══ Selected excerpt

This Alton Jones Professor of Philosophy, at Vanderbilt University, draws important parallels between empire building and the "free market," as well as the deployment of women as both purveyors and pariahs of battle, thereby exposing the vulnerable to be both wounded and wounder. And, by extension, she shows how global occupation by a country that increasingly emulates the behavior of some back-alley dominatrix can only be linked to ongoing sexual repression.

In her interview with AlterNet, Oliver describes how, in the name of imperial expansionism, we, in the West, are quickly becoming victims of our own sexualized consumerism:

Jayne Lyn Stahl: How are women being used as weapons of war, figuratively and literally?

Kelly Oliver: News media repeatedly describe women soldiers as "weapons." Women warriors are not referred to as women with weapons or women carrying bombs, but their very bodies are imagined as dangerous. For example, a columnist for the New York Times said, "An example of the most astounding modern weapon in the Western arsenal" was named Claire, with a machine gun in her arms and a flower in her helmet. After news broke about female interrogators at Guantánamo Bay prison, a Time magazine headline read "female sexuality used as a weapon," and the London Times described Palestinian women suicide bombers as "secret weapons" and "human precision bombs," "more deadly than the male."

Even Pfc. Jessica Lynch (the U.S. solider who was captured and rescued early in the Iraq invasion) was labeled a "human shield" and a weapon in the propaganda war. Media and public reactions to the more recent capture and release of British Seaman Faye Turney display some of the same tendencies. The British media accused the Iranian president of using Turney as a weapon in a propaganda war at the same time that conservatives used this image of a mother prisoner of war to argue against women warriors.

The metaphor of weapon in public media discloses the association between women, female sexuality and danger in the popular imagination. This imaginary association appears to have become part of military interrogation strategy at Guantánamo prison and Abu Ghraib, where women's participation was reportedly used to "soften-up" recalcitrant Muslim men. And just this month, Al Qaeda allegedly used two mentally impaired women to detonate bombs in crowded markets in Iraq. Reports indicate that the use of women suicide bombers is on the rise in Iraq because they can more easily get through checkpoints without arousing suspicions. For this reason, media coverage imagines them as more dangerous than their male-counterparts.

Explain the "virgin-whore" motif with respect to female suicide bombers and women soldiers.

Within the rhetoric of mainstream media, what female suicide bombers, recovered heroes like Jessica Lynch and Faye Turney, and the bad girls of Abu Ghraib have in common is that they are figured on one side or the other of the classic virgin-whore dichotomy that has been a mainstay of Western culture -- think of the new fragrance for women called "Angel or Demon." On the demon side, what some reporters have called "equal opportunity killers" need to be interpreted in light of older images of violent women from Hollywood films, literature and religious traditions. These latest examples of women figured as weapons are a continuation of stereotypes of dangerous women who use their sexuality as a deadly weapon to deceive and trap men. Some soldiers still name their fighter-jets and bombs after Hollywood bombshells and "buxom babes" from magazines. The atom bomb that ended WWII was named after Hollywood "bombshell" Rita Hayworth's most famous femme fatale character, Gilda.

════

▶ [Goal]:
According to the interview on women as weapons of war, what was the atom bomb that ended WWII named after? The items that come next have no connection to the interview.

══ Extracted data

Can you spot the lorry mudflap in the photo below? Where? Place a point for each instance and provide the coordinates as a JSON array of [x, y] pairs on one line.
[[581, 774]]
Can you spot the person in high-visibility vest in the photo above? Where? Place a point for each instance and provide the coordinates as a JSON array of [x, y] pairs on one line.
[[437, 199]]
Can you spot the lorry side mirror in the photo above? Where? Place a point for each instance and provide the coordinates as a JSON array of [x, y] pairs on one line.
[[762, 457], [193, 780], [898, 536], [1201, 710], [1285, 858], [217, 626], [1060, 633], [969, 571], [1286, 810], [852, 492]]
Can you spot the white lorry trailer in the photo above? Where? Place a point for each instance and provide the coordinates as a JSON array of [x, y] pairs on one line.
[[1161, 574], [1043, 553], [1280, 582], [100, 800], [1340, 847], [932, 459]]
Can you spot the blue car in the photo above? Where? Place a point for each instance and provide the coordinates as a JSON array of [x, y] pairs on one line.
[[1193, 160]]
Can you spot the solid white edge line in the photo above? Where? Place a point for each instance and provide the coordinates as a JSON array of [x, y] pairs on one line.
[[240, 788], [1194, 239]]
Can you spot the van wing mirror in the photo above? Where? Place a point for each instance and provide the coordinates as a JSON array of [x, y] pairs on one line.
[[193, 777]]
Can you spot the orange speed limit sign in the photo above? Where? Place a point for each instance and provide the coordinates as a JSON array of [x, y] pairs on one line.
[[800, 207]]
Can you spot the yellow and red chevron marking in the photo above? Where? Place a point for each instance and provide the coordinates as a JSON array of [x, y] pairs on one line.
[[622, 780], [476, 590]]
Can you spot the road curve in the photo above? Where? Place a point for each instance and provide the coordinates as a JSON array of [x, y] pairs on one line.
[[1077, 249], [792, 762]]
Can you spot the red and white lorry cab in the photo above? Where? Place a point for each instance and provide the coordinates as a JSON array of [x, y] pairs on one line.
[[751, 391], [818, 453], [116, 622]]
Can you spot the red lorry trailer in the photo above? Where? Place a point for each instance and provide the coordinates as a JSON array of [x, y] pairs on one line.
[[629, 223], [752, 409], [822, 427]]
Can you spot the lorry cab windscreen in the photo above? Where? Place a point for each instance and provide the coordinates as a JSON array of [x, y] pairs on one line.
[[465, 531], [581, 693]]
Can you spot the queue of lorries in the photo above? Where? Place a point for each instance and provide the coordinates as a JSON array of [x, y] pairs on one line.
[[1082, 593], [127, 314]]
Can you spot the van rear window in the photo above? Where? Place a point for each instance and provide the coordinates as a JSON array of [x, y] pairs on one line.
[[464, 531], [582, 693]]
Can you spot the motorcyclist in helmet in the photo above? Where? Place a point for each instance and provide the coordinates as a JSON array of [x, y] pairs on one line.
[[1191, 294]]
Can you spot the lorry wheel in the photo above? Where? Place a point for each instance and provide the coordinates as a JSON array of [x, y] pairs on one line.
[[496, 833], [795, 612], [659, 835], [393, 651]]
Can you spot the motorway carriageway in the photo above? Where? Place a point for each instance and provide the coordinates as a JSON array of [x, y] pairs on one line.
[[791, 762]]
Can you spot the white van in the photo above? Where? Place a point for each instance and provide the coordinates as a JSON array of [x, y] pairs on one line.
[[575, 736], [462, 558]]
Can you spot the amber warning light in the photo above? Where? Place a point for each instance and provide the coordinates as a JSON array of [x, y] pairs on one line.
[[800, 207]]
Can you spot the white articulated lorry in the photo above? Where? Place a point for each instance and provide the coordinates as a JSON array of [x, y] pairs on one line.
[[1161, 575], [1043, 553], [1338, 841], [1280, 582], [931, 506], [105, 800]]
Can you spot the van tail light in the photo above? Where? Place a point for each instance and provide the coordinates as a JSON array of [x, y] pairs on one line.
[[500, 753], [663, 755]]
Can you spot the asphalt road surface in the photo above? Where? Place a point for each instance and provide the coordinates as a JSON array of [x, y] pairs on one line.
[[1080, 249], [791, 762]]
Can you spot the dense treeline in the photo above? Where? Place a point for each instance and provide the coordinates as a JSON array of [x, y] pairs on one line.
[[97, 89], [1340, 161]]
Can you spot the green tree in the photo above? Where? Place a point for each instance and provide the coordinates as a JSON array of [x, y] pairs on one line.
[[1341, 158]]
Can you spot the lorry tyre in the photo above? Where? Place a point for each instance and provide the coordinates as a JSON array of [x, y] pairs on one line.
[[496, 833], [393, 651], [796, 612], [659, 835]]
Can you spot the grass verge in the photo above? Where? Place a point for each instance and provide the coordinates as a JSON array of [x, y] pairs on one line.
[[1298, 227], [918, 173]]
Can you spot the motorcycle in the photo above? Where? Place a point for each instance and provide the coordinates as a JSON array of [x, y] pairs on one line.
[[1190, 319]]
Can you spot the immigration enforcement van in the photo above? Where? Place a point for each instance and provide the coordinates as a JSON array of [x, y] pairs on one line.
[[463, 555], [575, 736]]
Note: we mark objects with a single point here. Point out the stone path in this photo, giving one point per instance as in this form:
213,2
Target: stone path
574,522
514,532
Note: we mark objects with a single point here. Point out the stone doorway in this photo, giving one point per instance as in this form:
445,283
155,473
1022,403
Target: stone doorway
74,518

════

▶ [Solution for this exercise]:
Gilda, Rita Hayworth's most famous femme fatale character.